Consigne donnée:
Dans l'extrait sur l'appel du procureur, de quoi Pierre Aubert tient-il Yvan Perrin pour responsable ?

====== Extrait à lire ======

Pierre Aubert ne perçoit pas les choses de la même manière. Le procureur général estime que la publication a été perçue par une grande partie des internautes comme une mise en cause de l’Islam en général. Par ailleurs, Pierre Aubert souligne que l’article 261 du code pénal vise bien celui qui propage une idéologie visant à rabaisser ou à dénigrer les membres d’une race, d’une ethnie ou encore d’une religion. A ses yeux, et en n’empêchant pas la publication de commentaires litigieux sous sa publication, Yvan Perrin est responsable de la tribune qu’il offre sur son compte Facebook.
Appréciation personnelle du procureur
Dans la déclaration d’appel – dont la rédaction de RTN a obtenu une copie – le procureur laisse transparaitre ce qui s’apparente à une opinion personnelle. D’une part, il juge le niveau intellectuel des internautes. D’autre part, en évoquant les « lecteurs moyens », Pierre Aubert précise « et ceux de Monsieur Perrin peuvent être qualifiés de très moyens. »

====== Segment de données ======

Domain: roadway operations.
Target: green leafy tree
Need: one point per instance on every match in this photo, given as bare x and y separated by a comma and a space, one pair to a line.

======

Sortie complète:
De la tribune qu'il offre sur son compte Facebook, puisqu'il n'empêche pas la publication de commentaires litigieux sous sa publication.